Can you extend the DBC tutorial, starting right after its final sentence?

Supplied passage:
<<<<

# **Tutorial 1. DBC (Diffusion Behavior Clone) for FrankaKitchen**
## 1. Introduction

In this tutorial, we will demonstrate how to implement a basic DBC (Diffusion Behavior Cloning) using CleanDiffuser. DBC is an imitation learning algorithm that replicates behaviors from an offline demonstration dataset. It leverages a diffusion model to generate actions based on the current observations. The underlying concept is similar to diffusion-based image generation models, with the key difference being that DBC generates actions conditioned on the state $\bm s$ instead of images.

Imitation learning relies on expert demonstrations. In this tutorial, we’ll tackle the RelayKitchen task, which involves a 9-DoF position-controlled Franka robot interacting with a kitchen environment. This environment includes an openable microwave, four turnable oven burners, an oven light switch, a movable kettle, two hinged cabinets, and a sliding cabinet door. The task includes 566 human demonstrations of various activities, such as opening the microwave, turning on the oven light, and moving the kettle. The goal is to train agents to imitate these demonstrations and complete as many tasks as possible within a limited time frame.

Let’s begin by downloading the expert demonstrations!

>>>>

Collected data entries:

<<<<

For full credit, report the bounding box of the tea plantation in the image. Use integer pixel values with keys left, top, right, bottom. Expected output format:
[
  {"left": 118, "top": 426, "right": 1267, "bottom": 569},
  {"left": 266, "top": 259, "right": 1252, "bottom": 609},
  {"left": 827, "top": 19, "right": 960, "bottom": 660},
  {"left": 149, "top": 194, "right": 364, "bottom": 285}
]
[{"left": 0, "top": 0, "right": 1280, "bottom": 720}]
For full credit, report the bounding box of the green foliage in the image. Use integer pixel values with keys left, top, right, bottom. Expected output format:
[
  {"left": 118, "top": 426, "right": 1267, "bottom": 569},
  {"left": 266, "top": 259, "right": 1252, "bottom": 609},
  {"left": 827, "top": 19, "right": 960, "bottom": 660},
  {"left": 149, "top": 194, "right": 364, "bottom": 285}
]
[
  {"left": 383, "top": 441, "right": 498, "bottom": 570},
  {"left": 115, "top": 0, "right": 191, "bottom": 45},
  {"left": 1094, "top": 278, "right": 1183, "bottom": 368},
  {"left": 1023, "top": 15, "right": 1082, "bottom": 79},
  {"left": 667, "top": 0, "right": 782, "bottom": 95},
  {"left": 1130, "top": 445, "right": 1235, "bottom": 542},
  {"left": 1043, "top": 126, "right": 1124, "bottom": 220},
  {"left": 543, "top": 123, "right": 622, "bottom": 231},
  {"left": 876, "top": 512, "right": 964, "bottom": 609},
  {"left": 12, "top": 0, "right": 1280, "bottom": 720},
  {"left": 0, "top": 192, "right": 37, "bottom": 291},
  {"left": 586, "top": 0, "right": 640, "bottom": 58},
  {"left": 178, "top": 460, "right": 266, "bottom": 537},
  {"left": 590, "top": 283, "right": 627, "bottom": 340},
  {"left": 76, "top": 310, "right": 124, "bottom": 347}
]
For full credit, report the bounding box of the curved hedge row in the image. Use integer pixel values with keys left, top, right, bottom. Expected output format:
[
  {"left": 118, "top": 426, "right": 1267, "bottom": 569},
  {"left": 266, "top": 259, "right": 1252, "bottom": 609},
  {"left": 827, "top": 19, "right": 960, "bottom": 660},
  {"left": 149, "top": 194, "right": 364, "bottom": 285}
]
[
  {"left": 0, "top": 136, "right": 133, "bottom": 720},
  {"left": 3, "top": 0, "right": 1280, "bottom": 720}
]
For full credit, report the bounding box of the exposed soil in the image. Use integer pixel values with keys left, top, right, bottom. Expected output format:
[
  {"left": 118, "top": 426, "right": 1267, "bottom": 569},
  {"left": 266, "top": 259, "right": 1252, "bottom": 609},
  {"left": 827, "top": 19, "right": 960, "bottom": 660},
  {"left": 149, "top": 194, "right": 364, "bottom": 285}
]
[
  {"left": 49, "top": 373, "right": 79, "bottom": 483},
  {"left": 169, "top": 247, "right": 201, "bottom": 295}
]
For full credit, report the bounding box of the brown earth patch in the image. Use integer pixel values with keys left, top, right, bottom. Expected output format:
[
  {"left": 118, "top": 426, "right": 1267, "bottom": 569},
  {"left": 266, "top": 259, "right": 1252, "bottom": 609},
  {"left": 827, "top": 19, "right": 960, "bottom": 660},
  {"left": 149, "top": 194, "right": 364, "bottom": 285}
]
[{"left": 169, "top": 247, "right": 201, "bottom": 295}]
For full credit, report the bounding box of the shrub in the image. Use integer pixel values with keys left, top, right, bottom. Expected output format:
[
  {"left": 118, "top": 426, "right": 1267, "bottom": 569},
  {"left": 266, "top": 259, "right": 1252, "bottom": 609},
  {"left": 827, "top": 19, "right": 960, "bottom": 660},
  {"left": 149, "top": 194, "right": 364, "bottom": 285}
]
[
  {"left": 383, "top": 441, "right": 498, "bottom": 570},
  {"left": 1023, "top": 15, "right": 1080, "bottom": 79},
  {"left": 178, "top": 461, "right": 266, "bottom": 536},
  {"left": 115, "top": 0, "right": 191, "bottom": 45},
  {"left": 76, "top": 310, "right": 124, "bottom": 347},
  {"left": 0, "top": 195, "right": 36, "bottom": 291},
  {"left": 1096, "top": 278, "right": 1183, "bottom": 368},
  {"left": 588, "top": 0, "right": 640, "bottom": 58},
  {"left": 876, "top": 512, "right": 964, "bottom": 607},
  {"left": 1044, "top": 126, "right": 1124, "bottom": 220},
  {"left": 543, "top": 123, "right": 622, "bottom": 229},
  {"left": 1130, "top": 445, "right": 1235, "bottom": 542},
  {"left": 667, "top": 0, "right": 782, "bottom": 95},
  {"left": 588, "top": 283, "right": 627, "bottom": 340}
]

>>>>

Response to the task:
In [8]:
# ! mkdir ./dev
# ! cd ./dev
# ! wget https://diffusion-policy.cs.columbia.edu/data/training/kitchen.zip
# ! unzip kitchen.zip
# ! rm kitchen.zip
# ! cd ..

## 2. Setting up the Environment and the Dataset

CleanDiffuser provides a straightforward interface to set up the environment and dataset. The code below shows how to create a gym-like environment and a PyTorch Dataset class for the FrankaKitchen task.

In [1]:
import gym

from cleandiffuser.dataset.kitchen_dataset import KitchenDataset
from cleandiffuser.env import kitchen

env = gym.make("kitchen-all-v0")
dataset = KitchenDataset("dev/kitchen", horizon=1, pad_before=0, pad_after=0, abs_action=False)

data = dataset[0]
obs, act = data["state"], data["action"]
obs_dim, act_dim = dataset.obs_dim, dataset.act_dim
print(f"Finish loading data. Observation shape: {obs.shape}. Action shape {act.shape}.")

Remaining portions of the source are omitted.